What you are asked to do ->
Copy all of the records word for word.

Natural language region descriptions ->
● ● ● ●

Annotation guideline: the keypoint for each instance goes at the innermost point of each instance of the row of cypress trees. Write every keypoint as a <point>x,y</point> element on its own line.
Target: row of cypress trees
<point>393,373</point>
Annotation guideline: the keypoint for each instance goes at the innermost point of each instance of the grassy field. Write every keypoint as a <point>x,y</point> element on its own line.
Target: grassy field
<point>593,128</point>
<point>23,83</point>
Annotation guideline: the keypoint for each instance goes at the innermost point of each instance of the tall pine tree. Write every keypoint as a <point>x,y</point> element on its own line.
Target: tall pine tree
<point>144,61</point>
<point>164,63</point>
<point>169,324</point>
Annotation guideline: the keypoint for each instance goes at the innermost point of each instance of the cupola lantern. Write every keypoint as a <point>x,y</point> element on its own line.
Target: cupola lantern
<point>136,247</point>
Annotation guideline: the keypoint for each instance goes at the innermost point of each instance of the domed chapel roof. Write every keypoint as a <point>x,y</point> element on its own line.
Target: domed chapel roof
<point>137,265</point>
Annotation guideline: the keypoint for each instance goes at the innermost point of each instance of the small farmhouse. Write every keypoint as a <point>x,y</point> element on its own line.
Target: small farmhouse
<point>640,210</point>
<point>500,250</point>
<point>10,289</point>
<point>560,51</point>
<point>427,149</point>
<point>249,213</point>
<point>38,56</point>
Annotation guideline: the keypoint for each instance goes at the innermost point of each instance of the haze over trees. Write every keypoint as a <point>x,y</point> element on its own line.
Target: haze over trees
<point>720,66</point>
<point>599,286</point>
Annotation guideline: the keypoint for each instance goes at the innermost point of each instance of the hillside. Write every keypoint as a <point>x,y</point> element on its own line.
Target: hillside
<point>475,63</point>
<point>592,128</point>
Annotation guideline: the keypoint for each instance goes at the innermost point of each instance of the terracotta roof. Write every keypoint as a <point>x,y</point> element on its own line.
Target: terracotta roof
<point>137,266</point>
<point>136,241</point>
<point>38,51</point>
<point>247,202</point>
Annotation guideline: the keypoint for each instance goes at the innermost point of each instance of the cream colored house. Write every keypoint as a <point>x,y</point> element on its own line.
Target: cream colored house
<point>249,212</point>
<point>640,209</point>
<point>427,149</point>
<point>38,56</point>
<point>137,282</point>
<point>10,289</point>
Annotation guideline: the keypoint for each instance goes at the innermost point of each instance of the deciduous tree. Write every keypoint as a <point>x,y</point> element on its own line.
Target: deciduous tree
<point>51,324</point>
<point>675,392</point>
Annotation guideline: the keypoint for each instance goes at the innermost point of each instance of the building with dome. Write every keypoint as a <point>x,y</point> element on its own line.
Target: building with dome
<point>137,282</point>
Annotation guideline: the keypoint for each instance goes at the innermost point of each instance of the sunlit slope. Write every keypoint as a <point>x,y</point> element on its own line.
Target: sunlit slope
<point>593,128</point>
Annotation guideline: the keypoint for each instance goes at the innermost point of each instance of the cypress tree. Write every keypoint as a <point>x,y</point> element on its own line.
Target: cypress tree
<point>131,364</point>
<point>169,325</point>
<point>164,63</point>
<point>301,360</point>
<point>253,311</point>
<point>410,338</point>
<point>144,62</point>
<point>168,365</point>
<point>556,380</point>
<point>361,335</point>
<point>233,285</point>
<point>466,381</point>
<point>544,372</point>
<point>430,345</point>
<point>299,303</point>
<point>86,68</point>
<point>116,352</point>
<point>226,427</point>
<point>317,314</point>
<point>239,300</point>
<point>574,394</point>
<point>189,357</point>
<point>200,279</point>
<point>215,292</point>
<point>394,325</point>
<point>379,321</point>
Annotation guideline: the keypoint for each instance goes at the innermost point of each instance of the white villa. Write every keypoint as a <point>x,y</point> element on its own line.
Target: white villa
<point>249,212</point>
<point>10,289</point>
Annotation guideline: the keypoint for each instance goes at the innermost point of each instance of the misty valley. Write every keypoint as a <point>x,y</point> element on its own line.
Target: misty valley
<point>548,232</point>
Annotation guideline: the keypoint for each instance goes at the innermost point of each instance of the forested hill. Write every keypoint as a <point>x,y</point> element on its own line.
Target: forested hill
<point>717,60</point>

● ● ● ●

Response for this exercise ->
Annotation guideline: the keypoint for each instance goes at the innermost point of each instance of the row of cypress trees. Write every keypoint as a <point>x,y</point> element on its own line.
Target: row of cypress trees
<point>393,373</point>
Annotation guideline: the keypoint for each instance goes at the innermost point of each instance of the grassy field. Write every keypoint as a <point>x,y</point> element on its own line.
Target: grassy field
<point>593,128</point>
<point>23,83</point>
Annotation guideline: the keypoint for each instance goes at the innermost point of each instance of the tall pine tree. Write every keypoint as a <point>x,y</point> element on its own line.
Target: tall pine tree
<point>144,61</point>
<point>164,63</point>
<point>169,324</point>
Annotation guideline: the keypoint for each instance goes at the innermost point of each instance of the cupola lantern. Write every keypoint as a <point>x,y</point> element on its own line.
Target: cupola lantern
<point>136,247</point>
Annotation guideline: the keypoint for each instance goes at the innermost point of each instance of the domed chapel roof. Write every keypoint as a <point>x,y</point> element on its own line.
Target: domed chapel roof
<point>137,265</point>
Annotation guideline: the keypoint for each instance goes at the innermost point of each instance of the small farmhouse. Write every keypoint as a <point>x,y</point> element on its own line.
Target: small farmhouse
<point>640,210</point>
<point>500,250</point>
<point>10,289</point>
<point>560,51</point>
<point>427,149</point>
<point>249,213</point>
<point>38,56</point>
Annotation guideline: the keypoint for each instance goes at the innermost point of each instance of the haze over trees. Write every keypoint as a <point>x,y</point> element on its own line.
Target: haze over trees
<point>720,66</point>
<point>599,286</point>
Annotation guideline: the keypoint for each instance goes at the innermost point of each instance of the hillside. Write every keypoint as a <point>x,y</point> element on its own line.
Target: hillside
<point>475,63</point>
<point>592,128</point>
Annotation guideline: the keypoint for each instance goes at the innermost point of each instance of the terracotta roof. Write every keypoint as a <point>x,y</point> element on its own line.
Target: terracotta roof
<point>137,266</point>
<point>136,241</point>
<point>38,51</point>
<point>247,202</point>
Annotation guideline: the keypoint for each instance goes at the innermost point of each instance of the cream colored house. Write every keypoint as a <point>x,y</point> element on its own line.
Target: cream colored house
<point>249,212</point>
<point>640,209</point>
<point>427,149</point>
<point>38,56</point>
<point>137,282</point>
<point>10,289</point>
Annotation guideline: the keypoint for each instance goes at the innermost point of each instance of the deciduous tree. Write every keypoint as a <point>x,y</point> element on its own line.
Target: deciduous tree
<point>51,324</point>
<point>675,392</point>
Annotation guideline: the keypoint for each instance goes at the innermost point of each instance of the building with dome. Write every keypoint as a <point>x,y</point> element on its own line.
Target: building with dome
<point>137,282</point>
Annotation guideline: the keypoint for each instance goes at the innermost point of each instance of the sunlit slope. Write every keypoint as a <point>x,y</point> element on its own line.
Target: sunlit slope
<point>593,128</point>
Annotation guideline: the keypoint for each instance goes at the innermost point of each instance of the cypress tree. Write every keypoint as a <point>x,y</point> element on its own line.
Target: cypress tree
<point>131,364</point>
<point>169,325</point>
<point>164,63</point>
<point>301,360</point>
<point>253,311</point>
<point>410,338</point>
<point>144,62</point>
<point>168,365</point>
<point>556,380</point>
<point>361,335</point>
<point>233,285</point>
<point>466,381</point>
<point>544,372</point>
<point>430,345</point>
<point>299,303</point>
<point>86,68</point>
<point>116,352</point>
<point>226,427</point>
<point>317,314</point>
<point>239,300</point>
<point>574,394</point>
<point>189,357</point>
<point>200,279</point>
<point>215,292</point>
<point>394,325</point>
<point>379,321</point>
Annotation guideline: the keypoint for each instance goes at the innermost point of each instance of the white villa. Write every keypoint as a <point>x,y</point> element on its own line.
Target: white villa
<point>249,212</point>
<point>10,289</point>
Annotation guideline: the keypoint for each instance goes at the innermost point of each instance of the misty valley. Write every keypoint as a <point>x,y</point> element on its own line.
Target: misty valley
<point>548,232</point>
Annotation guideline: the keypoint for each instance goes at the innermost point of each instance of the forested hill. Write every keypoint as a <point>x,y</point> element on its own line.
Target: forested hill
<point>717,60</point>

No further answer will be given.